Give the lines below as a numbered list, starting at the line that contains "The response MUST carry one point per instance of the wooden" and ending at the last line of the records. Leave out any blank lines.

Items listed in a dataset
-- Start --

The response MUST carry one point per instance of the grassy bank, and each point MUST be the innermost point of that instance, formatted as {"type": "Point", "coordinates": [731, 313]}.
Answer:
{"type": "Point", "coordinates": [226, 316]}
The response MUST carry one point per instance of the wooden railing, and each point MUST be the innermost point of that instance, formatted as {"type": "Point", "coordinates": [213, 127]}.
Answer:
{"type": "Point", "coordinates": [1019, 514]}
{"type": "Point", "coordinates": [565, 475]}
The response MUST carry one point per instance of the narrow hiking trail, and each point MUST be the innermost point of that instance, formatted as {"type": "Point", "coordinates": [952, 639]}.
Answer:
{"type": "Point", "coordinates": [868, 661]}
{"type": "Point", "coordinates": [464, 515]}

-- End --

◆ **Completed task**
1. The response MUST carry one point per instance of the wooden railing, and each point MUST be the innermost point of that instance, formatted as {"type": "Point", "coordinates": [213, 127]}.
2. Answer:
3. {"type": "Point", "coordinates": [1019, 514]}
4. {"type": "Point", "coordinates": [565, 475]}
5. The response MUST carry one point per instance of the narrow hiking trail, and each point MUST be the innermost point of that instance, formatted as {"type": "Point", "coordinates": [952, 639]}.
6. Answer:
7. {"type": "Point", "coordinates": [868, 661]}
8. {"type": "Point", "coordinates": [464, 515]}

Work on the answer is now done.